■ WORK REQUIRED ■
In the thread on parsing WebSphere exception logs, what tool does the solution recommend for reading and parsing the logs, and where should the results be sent?
[EXCERPT PROVIDED Boundary: Start]
Search code examples
javahivewebsphereapache-pig

Parsing Java Server Exception logs


I have a requirement wherein I have to read all "history" exception logs from a WebSphere server and load them in Hive. Below is what a typical log looks like but message rows are sometimes extended for 4-5 lines as well. I do not really care about the stack trace but definitely need the Timestamp, ThereadId, Short name, Event Type and full error message in their individual columns.

[5/20/16 22:35:39:841 CDT] 00233723 SystemOut     O 22:35:39,840 ERROR [com.xxx.app.yyy.hms.jms.receivers.impl.B2bTonnn278InReceiverImpl] 
xxxRuntimeException{errorVO=com.xxx.app.yyy.nnn.mmm.data.mmmCompleteIntakeErrorVO(diagnosesMessagesExist:false, mmmMessagesExist:false, incrementedKey:null, numPagesWithMessages:1, primaryKeyFields:[], providersMessagesExist:false, requiredFields:[], servicesMessagesExist:true, changeDateTime:05-20-2016 10:35:39:840 PM CDT, changeUserID:SYSTEM, createDateTime:null, createUserID:null, dataSecured:false, dataSecurityTypeList:null, globalMessages:[], historyID:0, messages:{procedureUnitCount=[Field For Label: procedureUnitCount Message ID: 'ERR0010', Message Arguments: '[]']}, trackChanges:false, updateVersion:-1, messages={procedureUnitCount=[Field For Label: procedureUnitCount Message ID: 'ERR0010', Message Arguments: '[]']})}
    at com.xxx.app.yyy.nnn.mmm.businesslogic.impl.mmmImpl.completemmm(mmmImpl.groovy:612)
    at sun.reflect.GeneratedMethodAccessor4988.invoke(Unknown Source)

I tried doing this by reading one line at a time and parsing using Regex - which failed miserably (only 20% of data met the Regex) and that quality is also poor. I really do not know to proceed here and what delimiter to choose to break that exception string to columns (\t already tried - not working too.)

Any help or pointer to right direction here ?


Solution

  • Use Logstash to read and parse the WebSphere logs and post them into Elasticsearch for further processing (i.e use ELK Stack).

    Read related discussion here.

    With Logstash, you can use Grok to parse any crappy unstructured log data into something structured and queryable.
[EXCERPT PROVIDED Boundary: End]
[EXTRACTED DATA Boundary: Start]
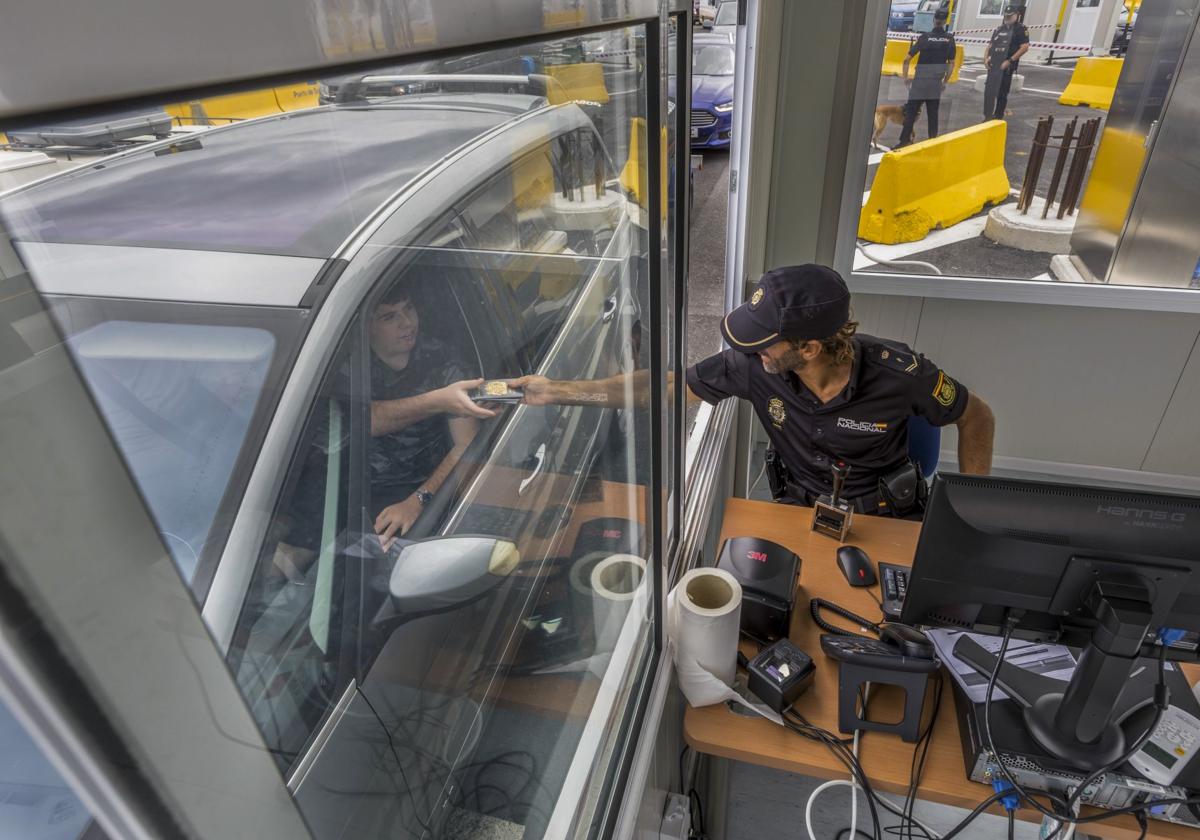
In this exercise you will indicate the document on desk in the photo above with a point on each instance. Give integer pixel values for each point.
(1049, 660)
[EXTRACTED DATA Boundary: End]
[EXTRACTED DATA Boundary: Start]
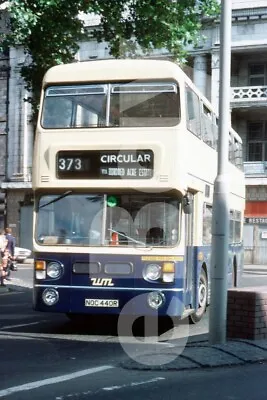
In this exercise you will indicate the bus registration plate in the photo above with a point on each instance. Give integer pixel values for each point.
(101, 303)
[EXTRACTED DATA Boundary: End]
[EXTRACTED DATA Boundary: Start]
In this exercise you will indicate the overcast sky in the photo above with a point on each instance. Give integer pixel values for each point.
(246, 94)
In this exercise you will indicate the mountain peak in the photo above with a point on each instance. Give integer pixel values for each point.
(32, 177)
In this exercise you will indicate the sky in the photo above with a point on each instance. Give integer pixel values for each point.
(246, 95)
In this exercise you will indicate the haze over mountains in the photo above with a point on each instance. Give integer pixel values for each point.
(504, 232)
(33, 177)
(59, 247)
[EXTRACTED DATA Boundary: End]
■ RESPONSE BELOW ■
Logstash, with the parsed logs posted into Elasticsearch.